*WORK INSTRUCTION:*
Present exactly, and only, the lines running from the line that contains "Query: foreground tree foliage" through the end of the entries below.

● ● ● ● ●

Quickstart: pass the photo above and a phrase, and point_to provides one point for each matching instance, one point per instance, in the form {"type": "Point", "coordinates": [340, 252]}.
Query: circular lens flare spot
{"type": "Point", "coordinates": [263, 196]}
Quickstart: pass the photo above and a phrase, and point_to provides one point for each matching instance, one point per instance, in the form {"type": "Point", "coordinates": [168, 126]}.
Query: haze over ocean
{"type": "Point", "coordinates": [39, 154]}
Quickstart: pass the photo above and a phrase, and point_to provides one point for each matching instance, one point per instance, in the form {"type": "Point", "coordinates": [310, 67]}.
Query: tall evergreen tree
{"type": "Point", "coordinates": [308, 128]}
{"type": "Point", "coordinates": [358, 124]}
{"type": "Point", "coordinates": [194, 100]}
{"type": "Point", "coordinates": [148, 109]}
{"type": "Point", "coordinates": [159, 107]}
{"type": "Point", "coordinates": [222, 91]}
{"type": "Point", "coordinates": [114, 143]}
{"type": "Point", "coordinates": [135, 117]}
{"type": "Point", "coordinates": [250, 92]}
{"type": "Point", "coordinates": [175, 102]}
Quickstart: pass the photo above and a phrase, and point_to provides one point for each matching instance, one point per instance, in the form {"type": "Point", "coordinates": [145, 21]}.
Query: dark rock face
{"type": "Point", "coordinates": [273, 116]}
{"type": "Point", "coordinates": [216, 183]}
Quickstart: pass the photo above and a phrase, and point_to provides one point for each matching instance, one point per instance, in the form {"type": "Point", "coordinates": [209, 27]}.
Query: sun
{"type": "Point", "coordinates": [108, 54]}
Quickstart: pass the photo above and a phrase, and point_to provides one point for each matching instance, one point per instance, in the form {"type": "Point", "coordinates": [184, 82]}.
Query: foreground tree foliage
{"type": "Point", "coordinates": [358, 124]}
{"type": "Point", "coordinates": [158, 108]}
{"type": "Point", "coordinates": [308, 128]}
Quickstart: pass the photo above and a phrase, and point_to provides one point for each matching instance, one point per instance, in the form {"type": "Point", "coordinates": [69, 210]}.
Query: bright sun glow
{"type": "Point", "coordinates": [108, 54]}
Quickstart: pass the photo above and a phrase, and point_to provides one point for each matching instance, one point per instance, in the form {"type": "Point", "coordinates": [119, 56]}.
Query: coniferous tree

● ● ● ● ●

*ANSWER AREA:*
Query: foreground tree foliage
{"type": "Point", "coordinates": [358, 124]}
{"type": "Point", "coordinates": [158, 108]}
{"type": "Point", "coordinates": [308, 128]}
Quickstart: pass the photo above and a phrase, and point_to provides one point for each matching instance, one point per instance, in the form {"type": "Point", "coordinates": [69, 210]}.
Query: bright sun glow
{"type": "Point", "coordinates": [108, 54]}
Quickstart: pass the photo above and a phrase, and point_to provides one point for each matching instance, one point per instance, in the form {"type": "Point", "coordinates": [119, 56]}.
Query: coniferous tree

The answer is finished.